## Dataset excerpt

* * * *

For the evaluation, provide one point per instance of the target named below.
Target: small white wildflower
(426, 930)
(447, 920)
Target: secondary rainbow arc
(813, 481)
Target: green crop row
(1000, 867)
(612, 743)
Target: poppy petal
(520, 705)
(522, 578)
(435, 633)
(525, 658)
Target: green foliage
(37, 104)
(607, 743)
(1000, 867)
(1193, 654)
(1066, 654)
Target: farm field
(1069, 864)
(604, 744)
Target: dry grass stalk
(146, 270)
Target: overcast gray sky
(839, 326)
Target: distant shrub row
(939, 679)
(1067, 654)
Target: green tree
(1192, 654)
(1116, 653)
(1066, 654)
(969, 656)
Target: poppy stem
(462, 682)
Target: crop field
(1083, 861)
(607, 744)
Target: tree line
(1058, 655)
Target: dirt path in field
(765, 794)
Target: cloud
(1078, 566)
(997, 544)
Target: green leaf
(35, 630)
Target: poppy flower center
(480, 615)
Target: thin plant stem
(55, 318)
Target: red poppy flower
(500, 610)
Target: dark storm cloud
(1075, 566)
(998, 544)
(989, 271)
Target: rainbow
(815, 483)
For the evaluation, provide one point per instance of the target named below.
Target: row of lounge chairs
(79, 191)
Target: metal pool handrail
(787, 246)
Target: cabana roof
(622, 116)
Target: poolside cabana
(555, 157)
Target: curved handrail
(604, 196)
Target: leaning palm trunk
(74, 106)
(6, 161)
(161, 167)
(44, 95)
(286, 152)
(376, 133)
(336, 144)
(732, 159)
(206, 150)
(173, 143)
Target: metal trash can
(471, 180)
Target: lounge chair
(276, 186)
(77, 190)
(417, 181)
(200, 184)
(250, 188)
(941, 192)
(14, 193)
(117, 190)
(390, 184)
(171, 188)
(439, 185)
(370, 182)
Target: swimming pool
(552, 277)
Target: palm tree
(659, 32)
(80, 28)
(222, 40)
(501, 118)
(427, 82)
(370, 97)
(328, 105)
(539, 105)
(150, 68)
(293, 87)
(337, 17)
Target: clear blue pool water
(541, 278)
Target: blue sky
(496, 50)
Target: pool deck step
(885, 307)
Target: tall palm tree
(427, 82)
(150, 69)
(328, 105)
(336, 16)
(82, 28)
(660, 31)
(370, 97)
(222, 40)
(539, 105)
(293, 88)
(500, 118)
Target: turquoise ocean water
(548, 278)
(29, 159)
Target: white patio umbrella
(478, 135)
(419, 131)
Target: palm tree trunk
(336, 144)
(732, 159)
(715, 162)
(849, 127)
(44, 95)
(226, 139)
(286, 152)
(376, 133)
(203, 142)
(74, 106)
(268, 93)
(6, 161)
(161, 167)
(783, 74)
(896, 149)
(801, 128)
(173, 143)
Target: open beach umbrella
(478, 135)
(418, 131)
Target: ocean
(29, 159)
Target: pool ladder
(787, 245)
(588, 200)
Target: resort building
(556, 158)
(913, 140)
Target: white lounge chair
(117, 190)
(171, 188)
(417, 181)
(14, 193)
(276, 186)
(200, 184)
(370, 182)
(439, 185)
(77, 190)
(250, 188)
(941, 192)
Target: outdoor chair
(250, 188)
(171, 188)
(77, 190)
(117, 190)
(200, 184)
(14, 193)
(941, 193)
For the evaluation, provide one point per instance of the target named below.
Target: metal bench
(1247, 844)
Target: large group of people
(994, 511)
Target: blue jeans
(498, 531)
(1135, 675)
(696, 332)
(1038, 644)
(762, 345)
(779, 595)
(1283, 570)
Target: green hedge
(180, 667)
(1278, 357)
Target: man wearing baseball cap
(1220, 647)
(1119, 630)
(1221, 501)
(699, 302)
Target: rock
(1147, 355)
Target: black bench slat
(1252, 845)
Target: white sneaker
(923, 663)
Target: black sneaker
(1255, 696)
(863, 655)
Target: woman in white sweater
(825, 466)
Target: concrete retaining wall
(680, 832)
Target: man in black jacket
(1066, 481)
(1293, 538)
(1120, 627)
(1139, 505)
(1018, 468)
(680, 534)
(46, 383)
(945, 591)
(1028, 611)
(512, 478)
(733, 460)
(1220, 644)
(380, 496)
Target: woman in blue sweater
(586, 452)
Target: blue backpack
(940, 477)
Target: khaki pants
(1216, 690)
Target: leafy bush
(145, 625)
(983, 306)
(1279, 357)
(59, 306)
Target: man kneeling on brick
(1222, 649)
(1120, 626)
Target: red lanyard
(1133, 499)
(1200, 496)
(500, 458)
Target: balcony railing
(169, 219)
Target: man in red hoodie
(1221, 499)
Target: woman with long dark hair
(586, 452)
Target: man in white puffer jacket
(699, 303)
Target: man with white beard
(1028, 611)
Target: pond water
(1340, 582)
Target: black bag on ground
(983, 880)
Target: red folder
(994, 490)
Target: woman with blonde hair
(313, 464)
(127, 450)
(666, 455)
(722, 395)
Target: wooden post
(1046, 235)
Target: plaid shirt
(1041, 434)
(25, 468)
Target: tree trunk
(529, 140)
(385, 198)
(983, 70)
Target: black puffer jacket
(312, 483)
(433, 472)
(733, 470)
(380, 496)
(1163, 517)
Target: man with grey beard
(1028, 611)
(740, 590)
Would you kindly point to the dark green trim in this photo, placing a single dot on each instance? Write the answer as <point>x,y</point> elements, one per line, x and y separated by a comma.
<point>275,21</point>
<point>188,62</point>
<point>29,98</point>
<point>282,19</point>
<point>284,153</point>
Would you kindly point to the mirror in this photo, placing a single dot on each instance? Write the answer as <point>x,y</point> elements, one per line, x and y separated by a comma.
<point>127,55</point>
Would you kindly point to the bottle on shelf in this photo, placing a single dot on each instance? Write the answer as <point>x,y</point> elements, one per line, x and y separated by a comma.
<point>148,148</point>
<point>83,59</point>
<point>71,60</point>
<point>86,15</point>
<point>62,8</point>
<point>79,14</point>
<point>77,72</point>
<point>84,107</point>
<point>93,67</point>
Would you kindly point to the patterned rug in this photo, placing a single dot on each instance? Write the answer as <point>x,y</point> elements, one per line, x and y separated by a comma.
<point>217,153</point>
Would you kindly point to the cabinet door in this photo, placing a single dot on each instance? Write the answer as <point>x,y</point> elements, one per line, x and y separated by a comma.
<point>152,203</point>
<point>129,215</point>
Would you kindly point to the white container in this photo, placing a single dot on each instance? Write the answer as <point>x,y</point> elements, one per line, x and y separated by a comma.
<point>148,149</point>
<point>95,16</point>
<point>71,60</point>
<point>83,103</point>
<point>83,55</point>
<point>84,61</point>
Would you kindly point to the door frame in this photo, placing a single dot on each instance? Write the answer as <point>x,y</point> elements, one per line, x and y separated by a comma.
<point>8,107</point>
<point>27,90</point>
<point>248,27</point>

* * * *

## WRITTEN EXERCISE
Return all of the records above line for line, without changing a single character.

## ANSWER TO THE EXERCISE
For the evaluation, provide one point per instance of the target named below.
Target: small white wildflower
(426, 930)
(447, 920)
Target: secondary rainbow arc
(813, 481)
Target: green crop row
(1000, 867)
(612, 743)
Target: poppy petal
(520, 705)
(522, 578)
(435, 633)
(525, 658)
Target: green foliage
(37, 104)
(607, 743)
(1000, 867)
(1193, 654)
(1066, 654)
Target: farm field
(1069, 864)
(604, 744)
Target: dry grass stalk
(146, 270)
Target: overcast gray sky
(839, 326)
Target: distant shrub row
(939, 679)
(1067, 654)
Target: green tree
(1192, 654)
(1116, 653)
(1066, 654)
(969, 656)
Target: poppy stem
(462, 682)
Target: crop field
(1083, 861)
(607, 744)
Target: tree line
(1058, 655)
Target: dirt path in field
(765, 794)
Target: cloud
(1078, 566)
(997, 544)
Target: green leaf
(35, 630)
Target: poppy flower center
(480, 615)
Target: thin plant stem
(55, 318)
Target: red poppy flower
(500, 610)
Target: dark storm cloud
(1075, 566)
(998, 544)
(989, 271)
Target: rainbow
(815, 483)
For the evaluation, provide one point per instance of the target named below.
Target: row of lounge chairs
(79, 191)
Target: metal pool handrail
(787, 246)
Target: cabana roof
(622, 116)
Target: poolside cabana
(555, 157)
Target: curved handrail
(604, 196)
Target: leaning palm trunk
(74, 106)
(6, 161)
(161, 167)
(44, 95)
(286, 152)
(376, 133)
(336, 144)
(732, 159)
(206, 150)
(173, 143)
Target: metal trash can
(471, 180)
Target: lounge chair
(276, 186)
(77, 190)
(417, 181)
(200, 184)
(250, 188)
(941, 192)
(14, 193)
(117, 190)
(390, 184)
(171, 188)
(439, 185)
(370, 182)
Target: swimming pool
(552, 277)
Target: palm tree
(659, 32)
(80, 28)
(222, 40)
(501, 118)
(427, 82)
(370, 97)
(328, 105)
(539, 105)
(150, 68)
(293, 87)
(337, 17)
Target: clear blue pool water
(541, 278)
Target: blue sky
(496, 50)
Target: pool deck step
(885, 307)
Target: tall palm tree
(427, 82)
(150, 69)
(328, 105)
(336, 16)
(82, 28)
(660, 31)
(370, 97)
(222, 40)
(539, 105)
(293, 88)
(500, 118)
Target: turquoise ocean water
(548, 278)
(29, 159)
Target: white patio umbrella
(478, 135)
(419, 131)
Target: palm tree trunk
(336, 144)
(732, 159)
(715, 162)
(849, 127)
(44, 95)
(226, 139)
(286, 152)
(376, 133)
(203, 142)
(74, 106)
(268, 93)
(6, 161)
(161, 167)
(783, 74)
(896, 149)
(801, 128)
(173, 143)
Target: open beach umbrella
(478, 135)
(418, 131)
Target: ocean
(29, 159)
Target: pool ladder
(787, 245)
(588, 200)
Target: resort building
(556, 158)
(913, 140)
Target: white lounge chair
(117, 190)
(171, 188)
(417, 181)
(14, 193)
(276, 186)
(200, 184)
(370, 182)
(439, 185)
(77, 190)
(250, 188)
(941, 192)
Target: outdoor chair
(250, 188)
(171, 188)
(77, 190)
(117, 190)
(200, 184)
(14, 193)
(941, 193)
For the evaluation, provide one point per instance of the target named below.
Target: metal bench
(1247, 844)
Target: large group of people
(994, 511)
Target: blue jeans
(498, 531)
(1135, 675)
(696, 332)
(1038, 644)
(762, 345)
(779, 595)
(1283, 570)
Target: green hedge
(180, 667)
(1278, 357)
Target: man wearing baseball cap
(1220, 647)
(1119, 630)
(1221, 501)
(699, 302)
Target: rock
(1147, 355)
Target: black bench slat
(1252, 845)
Target: white sneaker
(923, 663)
Target: black sneaker
(1255, 696)
(863, 655)
Target: woman in white sweater
(825, 466)
Target: concrete retaining wall
(680, 832)
Target: man in black jacket
(1066, 481)
(1293, 538)
(1120, 627)
(1139, 505)
(1018, 468)
(680, 534)
(46, 383)
(945, 591)
(1028, 611)
(512, 478)
(733, 460)
(1220, 644)
(380, 496)
Target: woman in blue sweater
(586, 452)
Target: blue backpack
(940, 477)
Target: khaki pants
(1216, 690)
Target: leafy bush
(145, 625)
(983, 306)
(1279, 357)
(59, 306)
Target: man kneeling on brick
(1222, 649)
(1120, 626)
Target: red lanyard
(1133, 499)
(1200, 496)
(500, 458)
Target: balcony railing
(169, 219)
Target: man in red hoodie
(1221, 499)
Target: woman with long dark hair
(586, 452)
Target: man in white puffer jacket
(699, 303)
Target: man with white beard
(1028, 611)
Target: pond water
(1340, 582)
Target: black bag on ground
(983, 880)
Target: red folder
(994, 490)
Target: woman with blonde hair
(313, 464)
(127, 450)
(666, 455)
(722, 395)
Target: wooden post
(1046, 235)
Target: plaid shirt
(1041, 434)
(25, 468)
Target: tree trunk
(529, 140)
(385, 198)
(983, 70)
Target: black puffer jacket
(312, 483)
(433, 472)
(733, 470)
(380, 496)
(1163, 517)
Target: man with grey beard
(1028, 611)
(740, 590)
Would you kindly point to the dark green trim in this photo, placing a single dot on each instance? Write the answer as <point>x,y</point> elements, one per line, x and y separated by a comma.
<point>275,21</point>
<point>188,62</point>
<point>29,98</point>
<point>282,19</point>
<point>284,153</point>
Would you kindly point to the mirror in this photo, placing a single dot on each instance? Write the answer as <point>x,y</point> elements, one per line, x and y separated by a comma.
<point>127,55</point>
Would you kindly point to the bottle on shelf in this photo, placing a single dot on each instance? Write the answer as <point>x,y</point> elements, one per line, x and y separated by a comma.
<point>148,148</point>
<point>83,59</point>
<point>71,60</point>
<point>86,15</point>
<point>62,8</point>
<point>79,14</point>
<point>77,72</point>
<point>84,107</point>
<point>93,67</point>
Would you kindly point to the patterned rug in this photo, placing a single dot on each instance? Write the answer as <point>x,y</point> elements, one per line, x and y separated by a comma.
<point>217,153</point>
Would you kindly point to the cabinet door in this photo, placing a single dot on each instance? Write the answer as <point>x,y</point> elements, one per line, x and y separated by a comma.
<point>152,203</point>
<point>129,215</point>
Would you kindly point to the white container in this photo, placing a single dot on each instance? Write the answer as <point>x,y</point> elements, one per line, x and y separated by a comma.
<point>148,149</point>
<point>95,16</point>
<point>71,60</point>
<point>83,103</point>
<point>83,55</point>
<point>84,61</point>
Would you kindly point to the door frame in this photo, placing a single dot on each instance? Write the answer as <point>x,y</point> elements, one per line, x and y separated by a comma.
<point>8,107</point>
<point>27,90</point>
<point>248,27</point>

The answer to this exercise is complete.